§ **Problem to work on**: Render this sentence from the passage on worship in Spanish: "The first step toward fulfilling the Great Commission, then, is to make sure we have the correct idea of worship."

§ **Excerpt to read**:
The first step toward fulfilling the Great Commission, then, is to make sure we have the correct idea of worship. This is something every church needs to work on, perhaps now more than ever if what social critics tell us is true, that our culture tends to trivialize everything, including worship. John Piper has explained Albert Einstein’s indifference to organized religion in these terms. “For those who are stunned by the indescribable magnitude of what God has made, not to mention the infinite greatness of the One who made it, the steady diet on Sunday morning of practical ‘how to’s’ and psychological soothing and relational therapy and tactical planning seems dramatically out of touch with Reality—the God of overwhelming greatness” (Let the Nations Be Glad [Baker Books, 1993], 12–13).

§ **Supplied data**:

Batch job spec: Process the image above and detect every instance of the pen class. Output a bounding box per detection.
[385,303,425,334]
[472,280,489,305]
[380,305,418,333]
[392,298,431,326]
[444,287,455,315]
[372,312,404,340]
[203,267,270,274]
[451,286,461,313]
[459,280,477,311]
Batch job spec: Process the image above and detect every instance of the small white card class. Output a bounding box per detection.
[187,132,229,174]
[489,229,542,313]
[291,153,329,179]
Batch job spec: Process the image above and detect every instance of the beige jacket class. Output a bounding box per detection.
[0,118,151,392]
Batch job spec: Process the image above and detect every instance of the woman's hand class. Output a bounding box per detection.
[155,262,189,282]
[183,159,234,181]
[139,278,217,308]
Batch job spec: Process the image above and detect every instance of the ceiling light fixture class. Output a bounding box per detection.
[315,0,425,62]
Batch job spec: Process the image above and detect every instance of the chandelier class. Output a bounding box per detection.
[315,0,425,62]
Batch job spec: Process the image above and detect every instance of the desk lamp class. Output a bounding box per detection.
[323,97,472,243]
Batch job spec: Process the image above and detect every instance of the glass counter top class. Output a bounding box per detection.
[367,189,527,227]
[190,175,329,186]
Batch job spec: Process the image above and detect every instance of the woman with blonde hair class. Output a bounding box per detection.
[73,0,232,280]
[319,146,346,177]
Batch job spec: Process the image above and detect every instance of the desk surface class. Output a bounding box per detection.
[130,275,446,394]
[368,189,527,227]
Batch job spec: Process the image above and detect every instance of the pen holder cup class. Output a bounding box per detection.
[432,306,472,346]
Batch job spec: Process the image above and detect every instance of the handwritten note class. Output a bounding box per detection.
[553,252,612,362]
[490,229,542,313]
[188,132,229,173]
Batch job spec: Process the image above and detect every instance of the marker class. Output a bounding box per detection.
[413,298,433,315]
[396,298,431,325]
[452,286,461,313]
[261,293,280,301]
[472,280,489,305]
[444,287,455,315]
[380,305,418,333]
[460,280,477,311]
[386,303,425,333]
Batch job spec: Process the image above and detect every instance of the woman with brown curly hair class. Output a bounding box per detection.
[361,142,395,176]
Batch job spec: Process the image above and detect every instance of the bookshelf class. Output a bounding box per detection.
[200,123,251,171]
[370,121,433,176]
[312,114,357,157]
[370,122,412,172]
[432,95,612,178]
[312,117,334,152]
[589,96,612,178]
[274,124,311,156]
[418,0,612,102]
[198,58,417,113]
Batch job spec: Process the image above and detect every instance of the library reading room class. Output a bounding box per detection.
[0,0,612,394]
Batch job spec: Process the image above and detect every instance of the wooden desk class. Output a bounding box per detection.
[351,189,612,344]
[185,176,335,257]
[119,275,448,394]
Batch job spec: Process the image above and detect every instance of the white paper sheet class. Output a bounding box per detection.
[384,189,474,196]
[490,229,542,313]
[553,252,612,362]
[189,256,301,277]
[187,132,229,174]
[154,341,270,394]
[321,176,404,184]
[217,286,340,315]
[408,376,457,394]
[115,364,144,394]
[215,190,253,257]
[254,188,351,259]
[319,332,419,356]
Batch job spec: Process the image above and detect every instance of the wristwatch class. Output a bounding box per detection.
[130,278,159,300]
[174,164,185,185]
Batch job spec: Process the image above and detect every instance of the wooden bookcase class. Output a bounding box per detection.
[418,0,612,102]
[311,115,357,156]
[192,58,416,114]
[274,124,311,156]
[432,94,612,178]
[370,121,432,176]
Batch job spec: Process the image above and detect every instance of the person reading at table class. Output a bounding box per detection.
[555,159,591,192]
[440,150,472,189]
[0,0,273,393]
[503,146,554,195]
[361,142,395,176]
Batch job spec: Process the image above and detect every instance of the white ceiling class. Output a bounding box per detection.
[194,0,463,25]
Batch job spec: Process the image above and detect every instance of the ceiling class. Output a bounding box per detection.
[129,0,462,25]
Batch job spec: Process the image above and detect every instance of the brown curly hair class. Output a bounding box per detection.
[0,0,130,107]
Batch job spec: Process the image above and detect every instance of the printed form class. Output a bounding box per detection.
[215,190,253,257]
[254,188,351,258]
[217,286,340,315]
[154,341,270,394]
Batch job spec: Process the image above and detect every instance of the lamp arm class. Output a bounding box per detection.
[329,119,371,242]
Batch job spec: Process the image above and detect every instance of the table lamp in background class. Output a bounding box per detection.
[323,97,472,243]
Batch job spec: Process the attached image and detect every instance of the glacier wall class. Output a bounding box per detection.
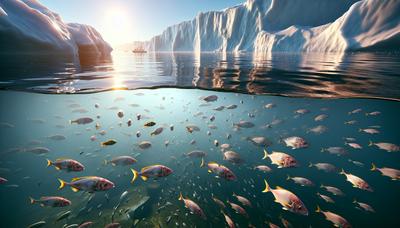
[144,0,400,53]
[0,0,112,57]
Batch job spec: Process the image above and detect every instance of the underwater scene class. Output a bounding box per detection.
[0,88,400,227]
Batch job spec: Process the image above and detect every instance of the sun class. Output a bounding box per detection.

§ **Task response**: El primer paso para cumplir la Gran Comisión, entonces, es asegurarnos de que tenemos la idea correcta de la adoración.